Record set:
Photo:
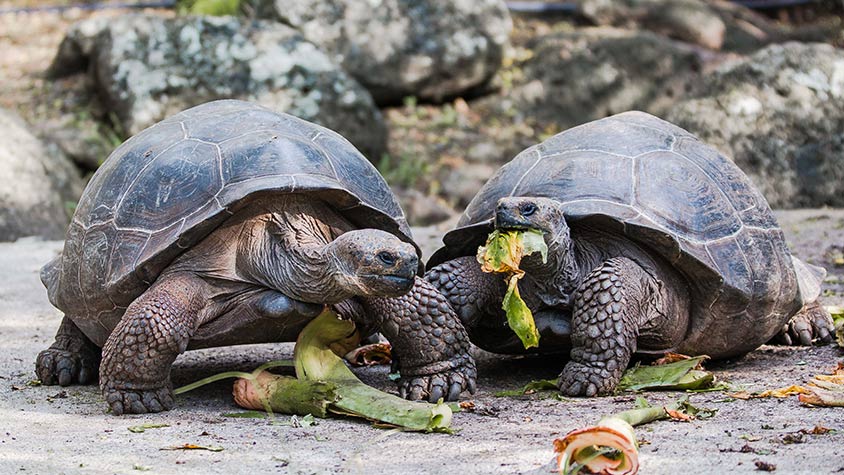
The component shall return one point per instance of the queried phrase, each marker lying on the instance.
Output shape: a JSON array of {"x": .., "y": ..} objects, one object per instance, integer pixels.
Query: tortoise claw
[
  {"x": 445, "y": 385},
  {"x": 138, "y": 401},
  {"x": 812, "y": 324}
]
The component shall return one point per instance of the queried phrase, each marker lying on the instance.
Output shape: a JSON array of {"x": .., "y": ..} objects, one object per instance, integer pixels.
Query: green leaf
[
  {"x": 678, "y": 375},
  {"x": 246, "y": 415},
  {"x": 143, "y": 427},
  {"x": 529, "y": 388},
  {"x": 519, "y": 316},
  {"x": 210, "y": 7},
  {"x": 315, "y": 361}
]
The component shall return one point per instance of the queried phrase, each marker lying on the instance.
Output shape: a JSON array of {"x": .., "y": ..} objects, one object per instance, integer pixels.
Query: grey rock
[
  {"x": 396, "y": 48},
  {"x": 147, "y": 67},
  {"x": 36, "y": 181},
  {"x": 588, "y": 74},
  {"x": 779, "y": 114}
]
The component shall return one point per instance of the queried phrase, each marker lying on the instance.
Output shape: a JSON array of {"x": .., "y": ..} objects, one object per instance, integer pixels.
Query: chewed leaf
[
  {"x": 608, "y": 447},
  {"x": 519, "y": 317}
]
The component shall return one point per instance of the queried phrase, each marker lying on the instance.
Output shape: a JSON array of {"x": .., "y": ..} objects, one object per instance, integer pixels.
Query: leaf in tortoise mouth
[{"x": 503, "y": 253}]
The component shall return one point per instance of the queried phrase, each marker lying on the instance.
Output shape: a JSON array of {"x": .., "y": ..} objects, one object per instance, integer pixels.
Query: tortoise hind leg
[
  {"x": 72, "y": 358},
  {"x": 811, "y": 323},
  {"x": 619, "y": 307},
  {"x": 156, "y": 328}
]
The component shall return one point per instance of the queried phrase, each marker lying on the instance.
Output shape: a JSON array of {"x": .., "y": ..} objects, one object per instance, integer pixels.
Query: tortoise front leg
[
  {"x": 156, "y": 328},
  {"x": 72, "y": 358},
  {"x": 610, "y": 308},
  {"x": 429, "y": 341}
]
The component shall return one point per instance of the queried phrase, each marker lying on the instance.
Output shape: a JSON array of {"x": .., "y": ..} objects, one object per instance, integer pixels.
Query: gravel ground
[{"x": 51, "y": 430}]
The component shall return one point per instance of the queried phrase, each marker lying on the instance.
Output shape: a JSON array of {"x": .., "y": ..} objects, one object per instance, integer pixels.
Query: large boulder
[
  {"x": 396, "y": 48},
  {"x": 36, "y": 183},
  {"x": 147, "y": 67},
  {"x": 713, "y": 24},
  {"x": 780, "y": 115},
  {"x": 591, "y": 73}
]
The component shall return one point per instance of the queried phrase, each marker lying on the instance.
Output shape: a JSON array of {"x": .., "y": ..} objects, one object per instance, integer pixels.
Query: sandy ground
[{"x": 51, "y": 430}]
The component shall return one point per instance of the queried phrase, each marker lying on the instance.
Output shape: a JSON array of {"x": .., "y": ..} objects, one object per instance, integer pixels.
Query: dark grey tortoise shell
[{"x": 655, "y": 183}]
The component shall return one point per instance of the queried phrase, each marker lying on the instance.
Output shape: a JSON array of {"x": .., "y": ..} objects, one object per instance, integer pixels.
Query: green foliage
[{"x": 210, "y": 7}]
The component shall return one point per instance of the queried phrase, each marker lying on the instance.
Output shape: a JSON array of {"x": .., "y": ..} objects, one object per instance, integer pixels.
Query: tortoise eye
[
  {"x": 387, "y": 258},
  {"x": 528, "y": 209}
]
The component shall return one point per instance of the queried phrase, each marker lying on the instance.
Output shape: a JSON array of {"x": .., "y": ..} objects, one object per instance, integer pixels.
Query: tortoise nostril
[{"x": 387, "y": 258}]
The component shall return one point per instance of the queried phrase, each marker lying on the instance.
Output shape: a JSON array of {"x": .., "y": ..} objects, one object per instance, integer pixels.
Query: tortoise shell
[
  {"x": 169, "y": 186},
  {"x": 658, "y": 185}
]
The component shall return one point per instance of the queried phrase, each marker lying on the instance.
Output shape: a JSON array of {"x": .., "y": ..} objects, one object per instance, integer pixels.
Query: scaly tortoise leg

...

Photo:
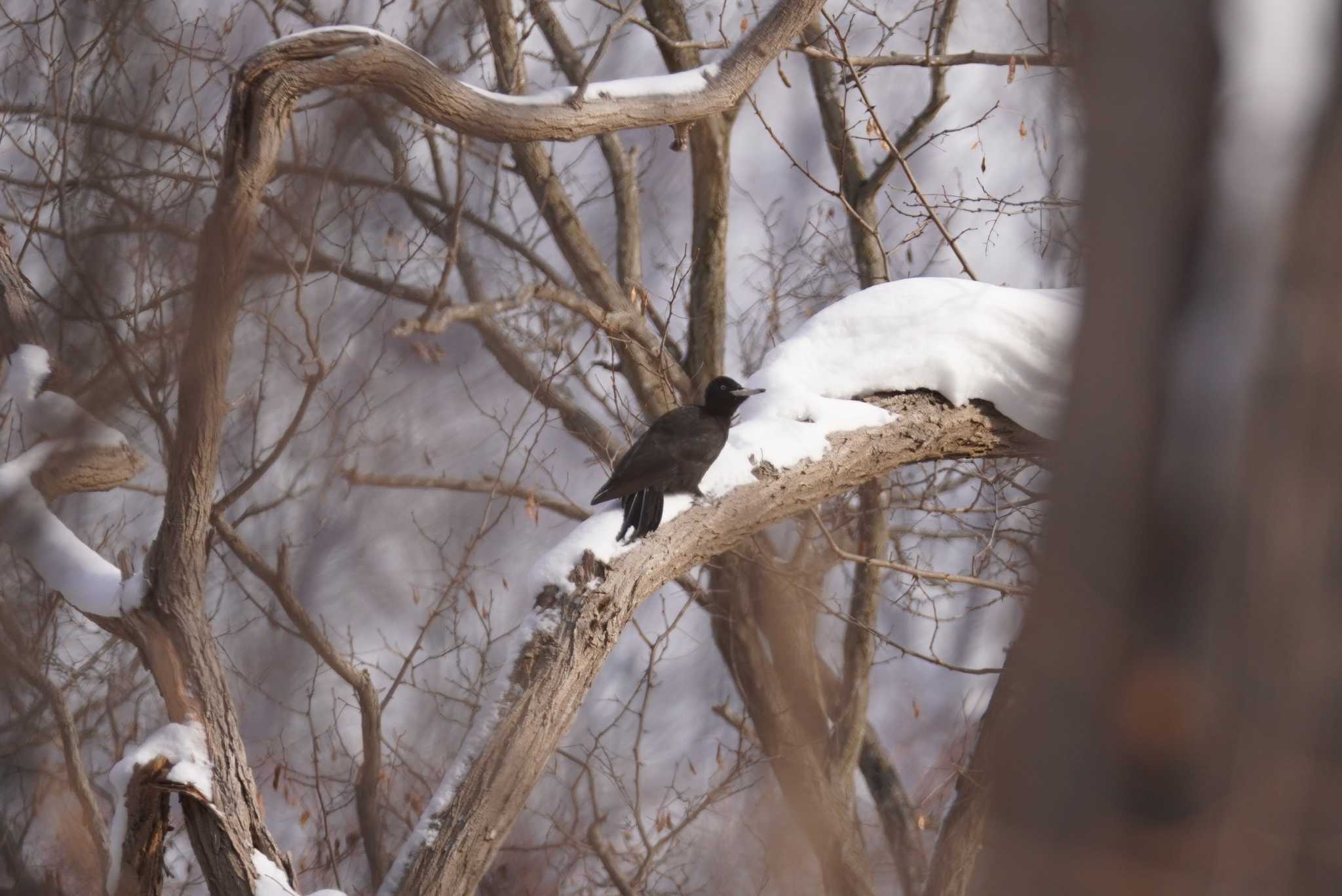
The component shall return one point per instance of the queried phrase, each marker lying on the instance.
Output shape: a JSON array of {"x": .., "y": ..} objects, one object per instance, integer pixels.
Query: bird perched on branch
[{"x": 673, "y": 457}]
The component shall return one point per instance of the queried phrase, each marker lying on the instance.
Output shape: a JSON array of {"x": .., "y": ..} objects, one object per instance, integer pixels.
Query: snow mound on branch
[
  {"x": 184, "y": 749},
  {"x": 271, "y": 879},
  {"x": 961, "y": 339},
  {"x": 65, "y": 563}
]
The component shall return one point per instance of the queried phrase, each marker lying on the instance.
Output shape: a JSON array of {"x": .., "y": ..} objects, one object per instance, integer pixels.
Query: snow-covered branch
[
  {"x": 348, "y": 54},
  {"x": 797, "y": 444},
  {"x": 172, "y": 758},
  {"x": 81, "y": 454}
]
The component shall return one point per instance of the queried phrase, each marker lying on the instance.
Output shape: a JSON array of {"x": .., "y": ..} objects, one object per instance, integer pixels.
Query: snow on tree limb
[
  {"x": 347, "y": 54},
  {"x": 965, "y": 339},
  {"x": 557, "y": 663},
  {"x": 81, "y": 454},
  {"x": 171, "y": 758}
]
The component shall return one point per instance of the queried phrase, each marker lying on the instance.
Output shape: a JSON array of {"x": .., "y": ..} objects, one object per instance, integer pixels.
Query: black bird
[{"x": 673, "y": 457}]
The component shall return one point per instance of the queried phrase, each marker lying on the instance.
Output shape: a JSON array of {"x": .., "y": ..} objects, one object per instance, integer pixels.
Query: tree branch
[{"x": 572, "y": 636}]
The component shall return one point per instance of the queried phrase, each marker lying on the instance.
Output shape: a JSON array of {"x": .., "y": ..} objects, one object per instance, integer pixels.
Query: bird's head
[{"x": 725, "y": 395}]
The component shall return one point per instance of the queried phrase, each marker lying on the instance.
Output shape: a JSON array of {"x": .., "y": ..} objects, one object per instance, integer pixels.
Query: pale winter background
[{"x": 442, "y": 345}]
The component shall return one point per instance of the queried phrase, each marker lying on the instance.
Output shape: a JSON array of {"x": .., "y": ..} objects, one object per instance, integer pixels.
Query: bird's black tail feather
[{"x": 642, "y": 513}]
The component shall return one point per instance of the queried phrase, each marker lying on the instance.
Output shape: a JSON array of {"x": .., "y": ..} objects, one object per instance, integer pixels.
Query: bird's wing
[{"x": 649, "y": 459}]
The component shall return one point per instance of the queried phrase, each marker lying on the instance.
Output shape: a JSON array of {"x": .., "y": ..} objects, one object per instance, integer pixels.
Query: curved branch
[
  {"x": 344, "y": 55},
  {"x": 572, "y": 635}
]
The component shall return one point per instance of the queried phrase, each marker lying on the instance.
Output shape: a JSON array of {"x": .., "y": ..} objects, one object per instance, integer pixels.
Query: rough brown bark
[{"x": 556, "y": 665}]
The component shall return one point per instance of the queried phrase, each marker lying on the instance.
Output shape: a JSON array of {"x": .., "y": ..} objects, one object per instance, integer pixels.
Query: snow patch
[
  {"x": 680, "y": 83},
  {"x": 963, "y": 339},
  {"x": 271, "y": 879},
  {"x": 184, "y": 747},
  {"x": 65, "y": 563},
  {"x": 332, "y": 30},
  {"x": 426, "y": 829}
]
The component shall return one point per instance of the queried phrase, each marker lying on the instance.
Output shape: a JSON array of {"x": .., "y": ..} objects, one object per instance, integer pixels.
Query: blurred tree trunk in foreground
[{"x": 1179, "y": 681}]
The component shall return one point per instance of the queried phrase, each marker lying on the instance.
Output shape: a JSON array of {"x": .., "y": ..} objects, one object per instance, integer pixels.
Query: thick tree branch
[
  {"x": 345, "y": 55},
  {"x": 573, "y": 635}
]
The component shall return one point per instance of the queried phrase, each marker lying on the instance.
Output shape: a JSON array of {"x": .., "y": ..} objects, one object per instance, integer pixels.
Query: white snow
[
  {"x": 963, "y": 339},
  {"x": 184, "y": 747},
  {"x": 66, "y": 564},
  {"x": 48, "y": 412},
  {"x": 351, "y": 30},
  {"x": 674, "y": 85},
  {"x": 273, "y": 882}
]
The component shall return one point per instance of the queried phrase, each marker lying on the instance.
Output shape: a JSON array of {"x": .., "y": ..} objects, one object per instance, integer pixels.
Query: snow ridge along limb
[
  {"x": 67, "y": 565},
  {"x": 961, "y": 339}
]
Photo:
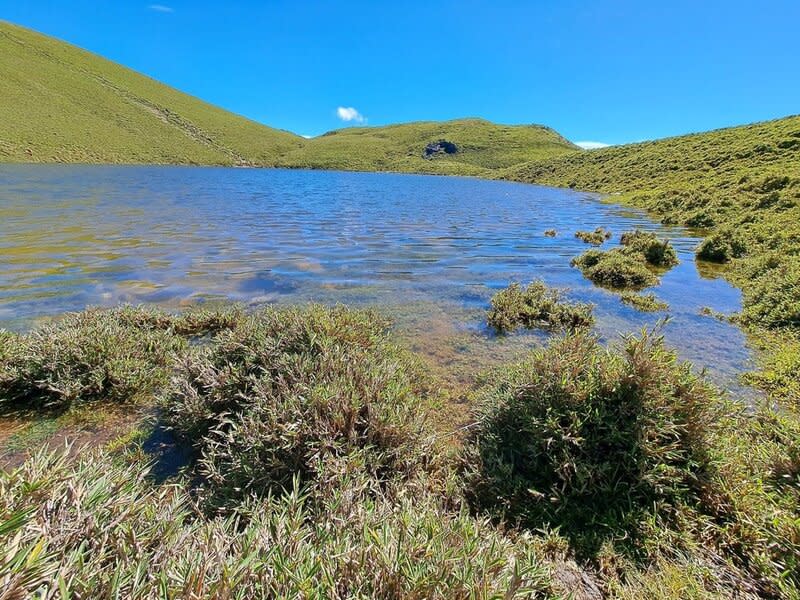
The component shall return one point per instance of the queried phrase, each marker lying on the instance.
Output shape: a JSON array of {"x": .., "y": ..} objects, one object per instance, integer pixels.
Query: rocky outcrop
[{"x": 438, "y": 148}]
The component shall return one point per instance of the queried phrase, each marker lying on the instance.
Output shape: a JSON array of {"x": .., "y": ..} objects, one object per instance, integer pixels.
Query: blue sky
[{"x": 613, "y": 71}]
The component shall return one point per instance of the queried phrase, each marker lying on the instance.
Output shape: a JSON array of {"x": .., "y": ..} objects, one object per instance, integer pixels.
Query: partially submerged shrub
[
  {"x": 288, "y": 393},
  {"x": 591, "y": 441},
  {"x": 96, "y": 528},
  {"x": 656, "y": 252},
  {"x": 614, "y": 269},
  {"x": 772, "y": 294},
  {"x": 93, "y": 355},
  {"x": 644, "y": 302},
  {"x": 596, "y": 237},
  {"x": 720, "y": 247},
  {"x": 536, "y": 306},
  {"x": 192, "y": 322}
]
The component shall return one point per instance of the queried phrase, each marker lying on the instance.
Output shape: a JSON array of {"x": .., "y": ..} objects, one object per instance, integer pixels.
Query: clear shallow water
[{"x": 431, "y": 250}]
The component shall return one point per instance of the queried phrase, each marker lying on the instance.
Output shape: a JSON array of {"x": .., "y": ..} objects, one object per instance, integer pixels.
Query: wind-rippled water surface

...

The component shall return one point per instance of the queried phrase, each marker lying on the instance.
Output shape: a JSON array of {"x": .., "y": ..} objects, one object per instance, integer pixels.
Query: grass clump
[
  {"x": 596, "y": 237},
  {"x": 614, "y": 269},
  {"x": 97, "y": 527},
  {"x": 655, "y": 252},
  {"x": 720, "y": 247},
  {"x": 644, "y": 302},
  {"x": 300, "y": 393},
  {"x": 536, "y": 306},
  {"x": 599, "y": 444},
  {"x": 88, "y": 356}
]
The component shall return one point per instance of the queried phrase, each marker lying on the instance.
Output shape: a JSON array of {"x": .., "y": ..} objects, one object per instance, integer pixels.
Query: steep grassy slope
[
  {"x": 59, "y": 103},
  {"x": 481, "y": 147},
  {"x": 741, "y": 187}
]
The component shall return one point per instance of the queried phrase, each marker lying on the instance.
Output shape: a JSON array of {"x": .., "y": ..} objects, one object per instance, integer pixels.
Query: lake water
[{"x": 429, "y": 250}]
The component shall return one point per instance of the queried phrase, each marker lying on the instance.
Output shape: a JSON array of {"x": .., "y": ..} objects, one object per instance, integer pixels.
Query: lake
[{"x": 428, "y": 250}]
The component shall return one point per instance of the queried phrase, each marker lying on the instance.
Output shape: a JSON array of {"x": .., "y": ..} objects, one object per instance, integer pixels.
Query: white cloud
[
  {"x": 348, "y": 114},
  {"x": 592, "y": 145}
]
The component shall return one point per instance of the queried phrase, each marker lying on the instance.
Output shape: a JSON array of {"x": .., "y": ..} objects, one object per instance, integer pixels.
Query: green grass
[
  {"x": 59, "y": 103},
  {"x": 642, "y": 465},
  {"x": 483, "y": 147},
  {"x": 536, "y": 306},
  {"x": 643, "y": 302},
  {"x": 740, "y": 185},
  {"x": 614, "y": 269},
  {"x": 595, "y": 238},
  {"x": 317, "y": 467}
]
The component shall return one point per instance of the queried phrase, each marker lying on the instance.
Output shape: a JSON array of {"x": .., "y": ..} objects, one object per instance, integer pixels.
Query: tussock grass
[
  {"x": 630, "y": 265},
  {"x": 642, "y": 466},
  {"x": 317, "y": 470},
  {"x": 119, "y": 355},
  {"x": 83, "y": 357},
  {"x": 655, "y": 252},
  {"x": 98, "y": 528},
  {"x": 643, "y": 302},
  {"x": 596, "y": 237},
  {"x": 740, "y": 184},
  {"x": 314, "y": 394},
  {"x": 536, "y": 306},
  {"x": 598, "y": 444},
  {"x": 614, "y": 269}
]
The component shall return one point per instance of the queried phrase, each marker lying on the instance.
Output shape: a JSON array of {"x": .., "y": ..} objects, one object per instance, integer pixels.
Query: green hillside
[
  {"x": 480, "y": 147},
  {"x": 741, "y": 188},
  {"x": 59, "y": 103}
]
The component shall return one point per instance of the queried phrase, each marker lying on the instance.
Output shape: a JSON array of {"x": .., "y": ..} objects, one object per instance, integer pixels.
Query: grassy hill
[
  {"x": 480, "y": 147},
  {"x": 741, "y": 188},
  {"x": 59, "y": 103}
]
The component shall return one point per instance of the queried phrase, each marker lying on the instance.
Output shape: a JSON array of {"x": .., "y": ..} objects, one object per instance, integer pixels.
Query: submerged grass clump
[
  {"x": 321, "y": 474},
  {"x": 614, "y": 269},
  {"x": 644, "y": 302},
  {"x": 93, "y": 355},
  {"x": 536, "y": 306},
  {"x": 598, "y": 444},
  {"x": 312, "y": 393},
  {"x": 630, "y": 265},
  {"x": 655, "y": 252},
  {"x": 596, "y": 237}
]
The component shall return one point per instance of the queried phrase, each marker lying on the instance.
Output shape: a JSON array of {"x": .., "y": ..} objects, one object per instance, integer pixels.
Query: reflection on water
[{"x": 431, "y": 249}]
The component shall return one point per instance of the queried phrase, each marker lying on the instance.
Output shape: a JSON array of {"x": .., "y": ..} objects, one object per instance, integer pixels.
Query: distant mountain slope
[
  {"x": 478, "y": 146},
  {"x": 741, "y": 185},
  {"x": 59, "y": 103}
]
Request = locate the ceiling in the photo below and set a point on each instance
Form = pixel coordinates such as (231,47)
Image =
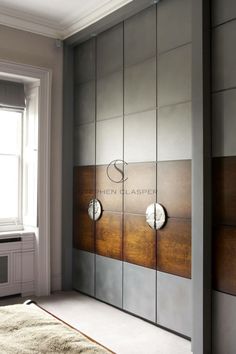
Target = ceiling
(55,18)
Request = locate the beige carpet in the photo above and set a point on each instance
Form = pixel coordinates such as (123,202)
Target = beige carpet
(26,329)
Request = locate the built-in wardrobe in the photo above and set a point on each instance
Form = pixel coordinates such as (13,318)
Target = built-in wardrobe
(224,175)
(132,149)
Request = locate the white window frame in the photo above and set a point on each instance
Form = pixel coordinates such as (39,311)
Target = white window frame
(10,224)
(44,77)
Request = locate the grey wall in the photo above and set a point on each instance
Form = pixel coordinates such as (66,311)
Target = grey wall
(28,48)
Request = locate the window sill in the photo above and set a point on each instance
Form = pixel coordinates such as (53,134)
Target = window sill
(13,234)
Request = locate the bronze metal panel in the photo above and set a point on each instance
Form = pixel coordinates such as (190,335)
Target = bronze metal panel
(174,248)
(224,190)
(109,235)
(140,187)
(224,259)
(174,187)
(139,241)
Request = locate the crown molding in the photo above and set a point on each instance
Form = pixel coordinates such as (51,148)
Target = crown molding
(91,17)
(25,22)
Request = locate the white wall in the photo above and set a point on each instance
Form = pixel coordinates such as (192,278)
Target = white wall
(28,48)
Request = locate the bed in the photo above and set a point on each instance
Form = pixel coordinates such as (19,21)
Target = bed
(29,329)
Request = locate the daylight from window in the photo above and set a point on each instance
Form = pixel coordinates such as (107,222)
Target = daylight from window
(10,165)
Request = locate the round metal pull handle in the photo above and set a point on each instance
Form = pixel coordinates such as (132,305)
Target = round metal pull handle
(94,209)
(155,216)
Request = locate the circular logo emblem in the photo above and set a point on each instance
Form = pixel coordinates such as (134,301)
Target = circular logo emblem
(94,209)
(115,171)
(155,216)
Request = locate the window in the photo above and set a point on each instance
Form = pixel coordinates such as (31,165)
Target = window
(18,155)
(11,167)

What you need to do:
Looking at the data above, write out exactly the lines that start at the one containing "Target = grey wall" and end at the one containing "Request = locate the white wall"; include both and nothing beyond.

Solution for this task:
Target = grey wall
(28,48)
Request = locate the window sill in the photo above and set a point on each instance
Form = pixel coordinates such as (53,134)
Target = window sill
(13,234)
Request = locate the bronze metal panel in the photo above and set a point on each instance
Form = pixel coordinates such as (190,335)
Target = bronze metal panel
(174,248)
(224,190)
(109,235)
(140,187)
(224,259)
(174,187)
(139,241)
Request = locate the crown molding in the photo above and set a point on each instance
Form = pixel coordinates such as (51,148)
Target = crown molding
(91,17)
(25,22)
Request = locate the white wall in the photo above and set a point on each instance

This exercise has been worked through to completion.